▶ **Do this**
Rewrite the lines of the records below as a JSON list of strings, one string per line and blank lines omitted. Take only the part that starts at the line containing "Please spot the red" and continues through the end of the records.
# START OF Data listing
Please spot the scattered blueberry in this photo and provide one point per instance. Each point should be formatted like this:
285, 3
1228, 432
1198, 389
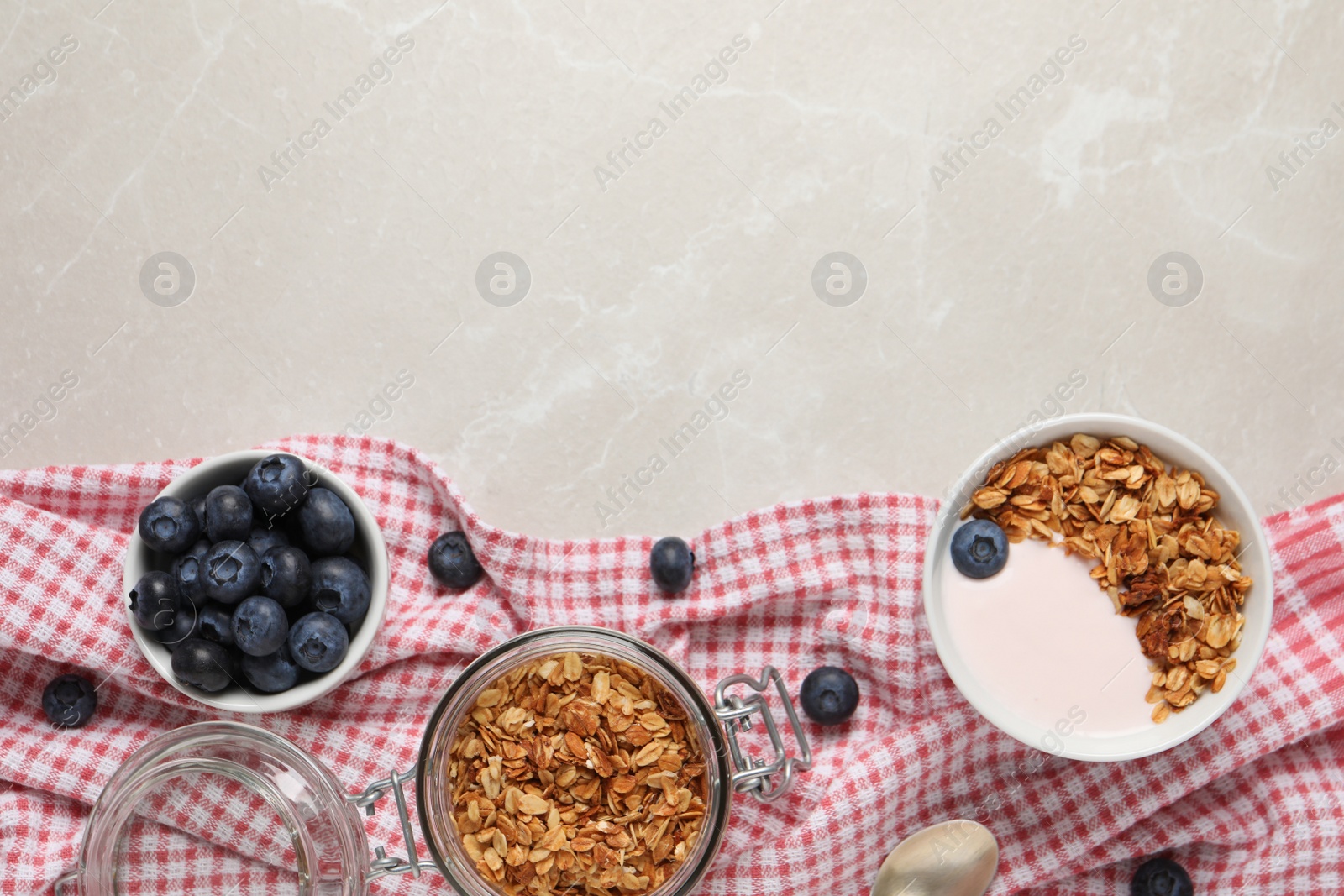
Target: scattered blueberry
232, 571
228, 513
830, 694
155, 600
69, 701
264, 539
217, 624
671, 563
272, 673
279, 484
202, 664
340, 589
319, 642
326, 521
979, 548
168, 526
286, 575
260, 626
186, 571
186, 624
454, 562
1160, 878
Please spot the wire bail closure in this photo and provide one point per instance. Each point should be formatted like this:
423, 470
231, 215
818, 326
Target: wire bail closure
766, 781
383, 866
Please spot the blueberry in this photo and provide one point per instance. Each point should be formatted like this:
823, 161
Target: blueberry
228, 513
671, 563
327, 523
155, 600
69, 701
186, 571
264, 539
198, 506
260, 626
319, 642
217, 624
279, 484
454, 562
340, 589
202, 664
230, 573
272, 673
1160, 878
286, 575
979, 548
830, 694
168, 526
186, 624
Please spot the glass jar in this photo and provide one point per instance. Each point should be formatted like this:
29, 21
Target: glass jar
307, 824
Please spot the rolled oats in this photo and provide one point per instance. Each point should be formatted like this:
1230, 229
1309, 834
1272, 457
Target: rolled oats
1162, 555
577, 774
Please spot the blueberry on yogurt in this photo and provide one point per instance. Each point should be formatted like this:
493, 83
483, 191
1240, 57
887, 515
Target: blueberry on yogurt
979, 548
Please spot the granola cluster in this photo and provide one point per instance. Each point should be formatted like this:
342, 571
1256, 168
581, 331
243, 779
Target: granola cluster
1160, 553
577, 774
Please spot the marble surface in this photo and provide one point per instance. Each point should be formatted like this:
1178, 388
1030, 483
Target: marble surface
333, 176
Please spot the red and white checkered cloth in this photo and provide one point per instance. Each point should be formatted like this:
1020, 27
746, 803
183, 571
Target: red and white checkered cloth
# END OF Data listing
▶ **Task answer**
[
  "Please spot the red and white checkered cloth in this photo and provide one point per instance. Each point should be formatted like this:",
  "1020, 27",
  "746, 803",
  "183, 571",
  "Target: red and white checkered cloth"
]